**YOUR TASK:**
Rewrite the lines below as a numbered list, starting with the line containing "the red scarf" and running through the final line, both included. Number only those lines and skip any blank ones.

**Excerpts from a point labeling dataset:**
━━━━━━━━

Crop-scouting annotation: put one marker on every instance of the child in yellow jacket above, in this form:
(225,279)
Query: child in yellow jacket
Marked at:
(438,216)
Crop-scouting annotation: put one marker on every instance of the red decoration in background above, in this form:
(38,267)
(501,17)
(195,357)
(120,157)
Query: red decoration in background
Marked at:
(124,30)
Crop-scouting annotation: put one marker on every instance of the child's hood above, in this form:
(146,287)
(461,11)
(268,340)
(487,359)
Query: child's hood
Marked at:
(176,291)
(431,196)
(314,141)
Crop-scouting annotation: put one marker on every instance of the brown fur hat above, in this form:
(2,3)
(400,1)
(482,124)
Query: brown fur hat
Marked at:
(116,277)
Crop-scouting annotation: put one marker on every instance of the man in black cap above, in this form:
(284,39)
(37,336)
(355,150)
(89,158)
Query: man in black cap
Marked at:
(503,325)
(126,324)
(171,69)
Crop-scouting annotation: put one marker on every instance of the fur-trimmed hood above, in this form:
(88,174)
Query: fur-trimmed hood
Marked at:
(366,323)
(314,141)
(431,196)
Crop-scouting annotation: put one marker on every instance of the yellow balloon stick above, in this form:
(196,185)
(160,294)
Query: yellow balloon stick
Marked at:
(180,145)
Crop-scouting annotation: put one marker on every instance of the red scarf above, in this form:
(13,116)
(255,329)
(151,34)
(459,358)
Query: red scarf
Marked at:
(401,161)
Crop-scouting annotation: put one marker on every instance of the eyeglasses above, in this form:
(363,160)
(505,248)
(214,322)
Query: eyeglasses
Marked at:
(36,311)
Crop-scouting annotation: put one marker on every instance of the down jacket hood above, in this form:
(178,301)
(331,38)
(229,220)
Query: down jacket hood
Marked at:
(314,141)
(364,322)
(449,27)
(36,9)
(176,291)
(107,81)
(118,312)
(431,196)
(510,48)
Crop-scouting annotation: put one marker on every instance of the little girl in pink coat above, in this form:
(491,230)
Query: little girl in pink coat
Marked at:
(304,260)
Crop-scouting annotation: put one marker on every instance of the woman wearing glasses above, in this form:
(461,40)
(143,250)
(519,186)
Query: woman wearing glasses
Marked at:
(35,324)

━━━━━━━━

**RESULT OF THIS TASK:**
1. Crop-scouting annotation: put one marker on every instance of the red scarf above, in this form:
2. (13,116)
3. (255,329)
4. (151,34)
5. (459,358)
6. Query: red scarf
7. Marked at:
8. (401,161)
9. Crop-scouting annotation: put one marker on every instance of the eyeglasses above, in this form:
10. (363,160)
11. (505,248)
12. (214,322)
13. Query: eyeglasses
14. Marked at:
15. (36,311)
16. Crop-scouting annotation: put one marker on every instance of the down jacket hood above, in this form:
17. (178,301)
18. (331,38)
19. (229,220)
20. Query: down jacket hood
21. Marked at:
22. (314,141)
23. (364,322)
24. (449,27)
25. (36,9)
26. (176,291)
27. (107,81)
28. (118,312)
29. (431,196)
30. (510,48)
31. Crop-scouting annotation: put one marker on every instance of the little girl in pink coat above, in this form:
32. (491,230)
33. Query: little girl in pink coat
34. Marked at:
35. (304,260)
36. Crop-scouting annotation: put one marker on every instance of the woman wearing glasses above, in this form:
37. (461,40)
38. (143,250)
39. (519,186)
40. Query: woman wearing glasses
41. Marked at:
42. (35,324)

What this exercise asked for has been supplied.